Assignment A »
The passage on trans fats and aggression describes who was included in the study. List every condition that the study participants were said to be without.
Assignment B »
According to the passage on trans fats and aggression, how many adults took part in the study?
Assignment C »
Reproduce the portion of the passage on trans fats and aggression from "The results came" up to and including "said the summary.".

Reading passage »
== Segment start ==

New data on dietary trans-fatty acids (dTFA) indicate that they could be contributing to aggressive, irrational behavior, though dTFA are primarily synthetic compounds that have been introduced only recently.
In one timely peer-reviewed study by researchers from the University of California, San Diego, “dTFA were strongly significantly associated with greater aggression, with dTFA more consistently predictive than other assessed aggression predictors.” What’s more, dTFA have been shown to block production of omega-3 fatty acids, which have experimentally shown to inhibit aggressive behavior, researchers say.
The results came from a study of 945 adult men and women from over five years (1999-2004) who were not on lipid medications, and were without LDL-cholesterol extremes, diabetes, HIV, cancer or heart disease, a summary of the results said.
“This study provides the first evidence linking dTFA with behavioral irritability and aggression,” said the summary.
“Our results may have relevance to public policy determinations regarding dietary trans-fats,” the researchers said. “If the association between trans-fats and aggressive behavior proves to be causal, this adds further rationale to recommendations to avoid eating trans fats, or including them in foods provided at institutions like schools and prisons, since the detrimental effects of trans fats may extend beyond the person who consumes them to affect others.”

== Segment end ==

Referring expression data:

== Segment start ==

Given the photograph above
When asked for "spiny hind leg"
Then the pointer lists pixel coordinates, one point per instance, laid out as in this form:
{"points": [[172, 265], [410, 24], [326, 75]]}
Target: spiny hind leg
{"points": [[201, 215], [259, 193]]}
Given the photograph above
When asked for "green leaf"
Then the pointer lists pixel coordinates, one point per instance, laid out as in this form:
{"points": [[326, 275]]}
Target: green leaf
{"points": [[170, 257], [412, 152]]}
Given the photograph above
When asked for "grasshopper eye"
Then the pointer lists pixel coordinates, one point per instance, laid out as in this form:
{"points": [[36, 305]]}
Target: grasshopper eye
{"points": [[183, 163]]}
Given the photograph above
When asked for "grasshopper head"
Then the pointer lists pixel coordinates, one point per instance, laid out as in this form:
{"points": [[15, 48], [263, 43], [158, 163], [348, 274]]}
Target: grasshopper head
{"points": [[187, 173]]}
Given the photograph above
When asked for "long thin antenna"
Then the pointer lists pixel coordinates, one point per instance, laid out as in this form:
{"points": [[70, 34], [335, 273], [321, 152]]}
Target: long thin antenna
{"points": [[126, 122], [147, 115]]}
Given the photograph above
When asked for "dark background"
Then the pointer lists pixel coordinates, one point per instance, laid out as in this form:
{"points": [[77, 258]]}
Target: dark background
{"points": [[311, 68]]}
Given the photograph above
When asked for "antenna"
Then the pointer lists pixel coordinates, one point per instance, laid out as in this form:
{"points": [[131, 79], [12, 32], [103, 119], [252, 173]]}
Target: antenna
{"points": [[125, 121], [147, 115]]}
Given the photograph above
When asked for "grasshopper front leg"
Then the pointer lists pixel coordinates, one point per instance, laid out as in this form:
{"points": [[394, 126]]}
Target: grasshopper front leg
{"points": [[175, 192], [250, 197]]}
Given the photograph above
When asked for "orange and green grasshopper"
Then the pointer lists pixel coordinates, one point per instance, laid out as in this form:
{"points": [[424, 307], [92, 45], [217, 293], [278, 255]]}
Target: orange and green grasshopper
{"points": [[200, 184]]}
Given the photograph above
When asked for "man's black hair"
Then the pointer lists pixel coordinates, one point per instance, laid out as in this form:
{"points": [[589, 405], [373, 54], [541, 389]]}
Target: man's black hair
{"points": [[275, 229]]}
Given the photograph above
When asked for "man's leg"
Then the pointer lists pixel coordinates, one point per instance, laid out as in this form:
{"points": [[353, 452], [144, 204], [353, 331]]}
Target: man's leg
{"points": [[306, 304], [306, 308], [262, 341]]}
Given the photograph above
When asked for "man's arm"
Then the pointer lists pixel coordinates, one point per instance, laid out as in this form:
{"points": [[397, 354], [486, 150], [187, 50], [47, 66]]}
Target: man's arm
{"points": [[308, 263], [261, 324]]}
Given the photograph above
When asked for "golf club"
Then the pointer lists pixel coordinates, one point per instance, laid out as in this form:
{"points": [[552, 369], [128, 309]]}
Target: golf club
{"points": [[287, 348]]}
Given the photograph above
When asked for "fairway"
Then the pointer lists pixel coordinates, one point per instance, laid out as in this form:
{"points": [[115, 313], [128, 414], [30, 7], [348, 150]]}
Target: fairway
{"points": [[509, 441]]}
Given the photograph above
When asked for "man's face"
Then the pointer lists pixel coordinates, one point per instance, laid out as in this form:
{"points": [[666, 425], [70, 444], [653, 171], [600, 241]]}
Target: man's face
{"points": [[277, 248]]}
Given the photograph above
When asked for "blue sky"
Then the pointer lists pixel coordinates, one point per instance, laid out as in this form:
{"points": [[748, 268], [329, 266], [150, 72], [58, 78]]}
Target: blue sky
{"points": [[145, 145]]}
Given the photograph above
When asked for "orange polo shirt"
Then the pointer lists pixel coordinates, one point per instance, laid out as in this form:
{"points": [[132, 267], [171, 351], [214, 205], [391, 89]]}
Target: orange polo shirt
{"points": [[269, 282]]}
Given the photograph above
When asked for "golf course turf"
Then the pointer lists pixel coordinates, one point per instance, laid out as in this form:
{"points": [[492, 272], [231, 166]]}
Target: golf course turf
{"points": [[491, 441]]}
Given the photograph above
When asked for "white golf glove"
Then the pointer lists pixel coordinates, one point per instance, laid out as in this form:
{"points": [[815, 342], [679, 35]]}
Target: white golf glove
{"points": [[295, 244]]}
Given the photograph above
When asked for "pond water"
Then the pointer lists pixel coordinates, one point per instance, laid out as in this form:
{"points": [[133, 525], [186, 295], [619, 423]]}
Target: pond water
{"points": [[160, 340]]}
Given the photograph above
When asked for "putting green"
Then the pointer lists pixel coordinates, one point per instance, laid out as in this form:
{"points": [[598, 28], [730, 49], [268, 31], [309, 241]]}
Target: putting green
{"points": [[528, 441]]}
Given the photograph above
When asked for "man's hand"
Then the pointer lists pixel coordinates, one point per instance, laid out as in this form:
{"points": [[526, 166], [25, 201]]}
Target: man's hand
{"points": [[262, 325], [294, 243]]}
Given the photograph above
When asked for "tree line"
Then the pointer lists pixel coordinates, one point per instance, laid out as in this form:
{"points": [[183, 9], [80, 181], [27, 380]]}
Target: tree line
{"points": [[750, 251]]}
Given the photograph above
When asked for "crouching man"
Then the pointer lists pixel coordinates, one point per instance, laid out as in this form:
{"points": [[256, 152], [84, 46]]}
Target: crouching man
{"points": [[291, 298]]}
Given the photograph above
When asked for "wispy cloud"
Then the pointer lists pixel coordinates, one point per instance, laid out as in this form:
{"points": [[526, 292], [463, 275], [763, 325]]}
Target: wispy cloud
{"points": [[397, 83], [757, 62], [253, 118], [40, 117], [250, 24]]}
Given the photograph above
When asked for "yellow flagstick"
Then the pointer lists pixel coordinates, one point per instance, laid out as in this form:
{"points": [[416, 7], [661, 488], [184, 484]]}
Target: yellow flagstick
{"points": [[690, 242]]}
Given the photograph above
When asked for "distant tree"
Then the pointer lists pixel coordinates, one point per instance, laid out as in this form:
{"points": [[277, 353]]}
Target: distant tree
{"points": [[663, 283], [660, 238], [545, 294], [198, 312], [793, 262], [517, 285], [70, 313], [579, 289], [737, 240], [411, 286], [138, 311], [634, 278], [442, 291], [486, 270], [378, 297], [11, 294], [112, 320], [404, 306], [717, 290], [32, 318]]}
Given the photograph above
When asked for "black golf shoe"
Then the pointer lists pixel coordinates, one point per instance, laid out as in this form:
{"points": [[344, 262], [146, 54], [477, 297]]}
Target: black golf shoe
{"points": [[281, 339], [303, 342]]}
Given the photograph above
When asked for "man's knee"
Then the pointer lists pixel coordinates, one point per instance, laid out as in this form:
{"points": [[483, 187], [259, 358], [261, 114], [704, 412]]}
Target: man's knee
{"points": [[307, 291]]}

== Segment end ==

Written reply A »
LDL-cholesterol extremes, diabetes, HIV, cancer, heart disease

Written reply B »
945 adult men and women

Written reply C »
The results came from a study of 945 adult men and women from over five years (1999-2004) who were not on lipid medications, and were without LDL-cholesterol extremes, diabetes, HIV, cancer or heart disease, a summary of the results said.
“This study provides the first evidence linking dTFA with behavioral irritability and aggression,” said the summary.